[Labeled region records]
★ ★ ★

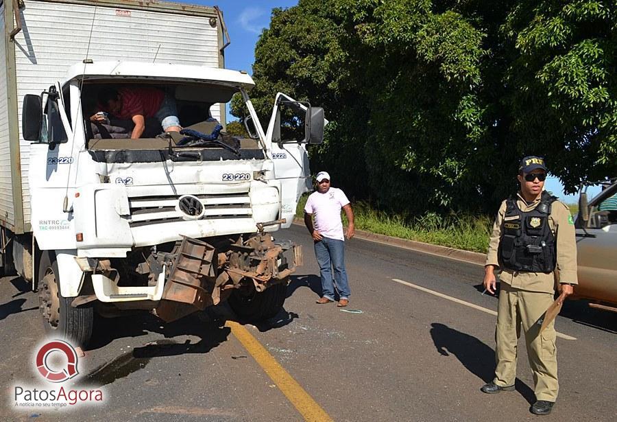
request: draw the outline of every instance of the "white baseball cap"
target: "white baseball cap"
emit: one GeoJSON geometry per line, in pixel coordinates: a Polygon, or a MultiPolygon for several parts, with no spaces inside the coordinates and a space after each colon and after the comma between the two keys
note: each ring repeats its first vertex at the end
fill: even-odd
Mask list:
{"type": "Polygon", "coordinates": [[[317,175],[315,176],[315,179],[317,182],[321,182],[324,179],[330,180],[330,174],[328,174],[328,172],[319,172],[317,173],[317,175]]]}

★ ★ ★

# Given exercise:
Print every record above exactly as written, leaving out the pictures.

# Final result:
request: draw the outline of every instance of the "white baseball cap"
target: "white baseball cap"
emit: one GeoJSON geometry per line, in pixel coordinates: a Polygon, or a MultiPolygon for several parts, with no spaces inside the coordinates and a space after each colon and after the comma between the two keys
note: each ring repeats its first vertex at the end
fill: even-odd
Mask list:
{"type": "Polygon", "coordinates": [[[317,175],[315,176],[315,179],[317,182],[321,182],[324,179],[330,180],[330,174],[328,174],[328,172],[319,172],[317,173],[317,175]]]}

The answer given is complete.